(Point-per-instance localization data)
↓

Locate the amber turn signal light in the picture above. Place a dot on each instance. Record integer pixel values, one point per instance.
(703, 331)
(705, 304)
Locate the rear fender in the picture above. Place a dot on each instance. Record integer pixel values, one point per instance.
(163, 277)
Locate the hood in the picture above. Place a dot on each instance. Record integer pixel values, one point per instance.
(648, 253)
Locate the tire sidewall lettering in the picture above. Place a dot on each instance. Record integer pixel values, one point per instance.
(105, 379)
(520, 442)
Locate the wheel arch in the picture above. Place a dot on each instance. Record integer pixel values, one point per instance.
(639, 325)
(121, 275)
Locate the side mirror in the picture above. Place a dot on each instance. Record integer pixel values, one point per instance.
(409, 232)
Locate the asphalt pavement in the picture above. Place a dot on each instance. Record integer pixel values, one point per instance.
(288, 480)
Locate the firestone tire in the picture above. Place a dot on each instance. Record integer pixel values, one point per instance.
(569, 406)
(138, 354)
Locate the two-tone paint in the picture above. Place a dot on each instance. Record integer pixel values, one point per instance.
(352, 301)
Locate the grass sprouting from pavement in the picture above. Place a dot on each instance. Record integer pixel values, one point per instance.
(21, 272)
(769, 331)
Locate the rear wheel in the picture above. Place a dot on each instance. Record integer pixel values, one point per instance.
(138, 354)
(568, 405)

↑

The full set of entries should appear again, unchanged, line by line.

## YOUR SOLUTION
Locate the amber turn signal light in the picture above. Place a dot on each instance. Record integer pixel values, one point per instance.
(703, 331)
(705, 304)
Locate the rear fender in the picture above. Place a dot on each instance. Record integer pixel values, one point per instance.
(163, 277)
Locate the hood in the picture above. Place a dot on each instance. Record integer pixel values, one point per instance.
(648, 253)
Locate the tire sidewall lettering in the picture above. Place a dot on each instance. Record integer pixel values, one point per instance.
(105, 379)
(520, 442)
Locate the wheel arch in the picture above. Place a dot on each instance. Record integer pixel values, one point per instance.
(639, 325)
(121, 275)
Locate the side mirror in the picture above. Place a dot on each instance. Record integer pixel values, one point per instance.
(409, 232)
Locate the asphalt pavement in the picture above. Place a dot on each instance. Record integer pixel values, one point per instance.
(288, 480)
Locate the firestone tire in the picture above. Place a dot on each instance. Record integer pixel values, one point per instance.
(569, 406)
(138, 354)
Locate the two-tone paint in the picture above. Place a dot on each instance. Record integer pixel values, one point per instance.
(352, 301)
Locate the grass sprouting from pavement in the picture above. Place a dot on each instance. Record integer pixel values, one point per instance.
(21, 272)
(769, 331)
Locate the rear wheel in the picture above. Place a dot on each instance. Record integer pixel values, one point per instance.
(138, 354)
(568, 405)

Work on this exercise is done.